■ **Stated goal**
Rescale the records from the line with "Drop a pin on every instance of the tall" up to and including the line with "x=324, y=630", writing out every line again with the requests left unchanged. In the answers, multiply each x and y coordinate by 0.55 and round it to a whole number, with halves rounded up, and give only those lines.

■ **Data extract**
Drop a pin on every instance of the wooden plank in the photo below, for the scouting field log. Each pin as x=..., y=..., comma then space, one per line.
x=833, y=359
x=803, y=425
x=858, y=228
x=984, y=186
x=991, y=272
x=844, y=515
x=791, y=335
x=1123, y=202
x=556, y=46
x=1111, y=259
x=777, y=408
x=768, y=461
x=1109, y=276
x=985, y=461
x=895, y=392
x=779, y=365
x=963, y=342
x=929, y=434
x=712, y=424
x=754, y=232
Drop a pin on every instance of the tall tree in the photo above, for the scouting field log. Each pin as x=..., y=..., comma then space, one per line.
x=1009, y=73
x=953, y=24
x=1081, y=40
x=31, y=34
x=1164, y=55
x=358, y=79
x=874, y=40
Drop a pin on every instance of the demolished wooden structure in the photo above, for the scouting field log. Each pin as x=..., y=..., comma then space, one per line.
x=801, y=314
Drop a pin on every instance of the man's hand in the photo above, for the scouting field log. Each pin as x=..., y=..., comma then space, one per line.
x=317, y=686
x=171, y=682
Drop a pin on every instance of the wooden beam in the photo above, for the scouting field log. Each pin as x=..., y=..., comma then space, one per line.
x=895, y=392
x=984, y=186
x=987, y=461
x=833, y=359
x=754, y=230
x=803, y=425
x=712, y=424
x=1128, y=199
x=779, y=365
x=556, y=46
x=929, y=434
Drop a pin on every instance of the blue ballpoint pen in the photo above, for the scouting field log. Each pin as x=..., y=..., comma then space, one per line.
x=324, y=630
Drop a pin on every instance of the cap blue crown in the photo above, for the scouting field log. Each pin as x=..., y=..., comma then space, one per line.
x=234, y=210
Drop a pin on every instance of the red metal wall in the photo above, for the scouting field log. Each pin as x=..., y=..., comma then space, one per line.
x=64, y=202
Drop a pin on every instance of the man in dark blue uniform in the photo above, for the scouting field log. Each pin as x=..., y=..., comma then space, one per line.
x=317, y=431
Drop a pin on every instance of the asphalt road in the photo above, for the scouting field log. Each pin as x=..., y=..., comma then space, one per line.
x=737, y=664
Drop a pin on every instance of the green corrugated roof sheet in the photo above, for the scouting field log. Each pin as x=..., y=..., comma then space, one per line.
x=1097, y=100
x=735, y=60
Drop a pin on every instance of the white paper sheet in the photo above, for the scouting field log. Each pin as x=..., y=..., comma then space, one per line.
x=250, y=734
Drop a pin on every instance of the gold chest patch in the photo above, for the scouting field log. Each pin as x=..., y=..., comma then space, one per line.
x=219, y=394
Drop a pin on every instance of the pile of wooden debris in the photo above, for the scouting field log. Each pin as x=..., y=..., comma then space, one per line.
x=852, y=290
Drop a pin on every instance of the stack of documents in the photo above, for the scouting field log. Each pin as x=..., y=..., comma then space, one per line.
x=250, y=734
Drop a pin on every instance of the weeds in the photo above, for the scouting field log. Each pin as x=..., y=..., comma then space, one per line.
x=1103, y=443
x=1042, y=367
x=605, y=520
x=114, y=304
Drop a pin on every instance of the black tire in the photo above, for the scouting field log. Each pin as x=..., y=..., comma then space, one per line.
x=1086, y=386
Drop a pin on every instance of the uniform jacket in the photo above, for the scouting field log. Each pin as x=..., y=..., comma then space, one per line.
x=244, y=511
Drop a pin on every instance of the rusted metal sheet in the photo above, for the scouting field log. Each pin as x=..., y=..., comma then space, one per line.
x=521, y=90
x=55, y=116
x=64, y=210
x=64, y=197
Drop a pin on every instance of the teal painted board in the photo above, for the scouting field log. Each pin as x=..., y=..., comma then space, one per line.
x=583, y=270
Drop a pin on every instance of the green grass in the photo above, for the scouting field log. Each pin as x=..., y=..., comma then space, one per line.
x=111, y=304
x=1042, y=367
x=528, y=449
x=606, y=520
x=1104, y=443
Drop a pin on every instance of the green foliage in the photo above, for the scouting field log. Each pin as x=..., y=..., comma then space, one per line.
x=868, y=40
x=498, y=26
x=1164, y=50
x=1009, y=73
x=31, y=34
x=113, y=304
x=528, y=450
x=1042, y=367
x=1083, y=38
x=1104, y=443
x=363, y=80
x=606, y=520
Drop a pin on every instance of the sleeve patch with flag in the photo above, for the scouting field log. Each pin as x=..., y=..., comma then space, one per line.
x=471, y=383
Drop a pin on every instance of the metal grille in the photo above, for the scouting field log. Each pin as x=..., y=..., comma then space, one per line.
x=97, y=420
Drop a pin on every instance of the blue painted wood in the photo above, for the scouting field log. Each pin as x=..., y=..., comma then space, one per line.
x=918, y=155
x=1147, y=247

■ **The response**
Drop a pin on every instance of the tall tree in the photo above, for the scouting field log. Each pin as x=..., y=..., comma then space, one per line.
x=555, y=40
x=524, y=13
x=595, y=22
x=17, y=19
x=640, y=30
x=197, y=43
x=481, y=22
Drop a pin on every instance of the demolished wooden structure in the photo above, for the scouting field log. Each pin as x=..., y=..., comma then space, one per line.
x=441, y=173
Drop a pin on every instance of the man's hand in the photo above, for the scouting field log. Each pin as x=..., y=..., comma then space, one per line.
x=174, y=377
x=94, y=375
Drop a pin on every instance of the wooden beam in the photo above, for the scouting field log. Each pin as x=..., y=..., comma then space, one per line.
x=492, y=216
x=541, y=102
x=543, y=254
x=458, y=197
x=415, y=127
x=442, y=234
x=392, y=233
x=620, y=109
x=428, y=201
x=306, y=25
x=511, y=239
Drop a pin on every instance of the blue ballpoint pen in the photo above, for the scouting field log. Each pin as x=..., y=..., comma then space, one per line.
x=178, y=347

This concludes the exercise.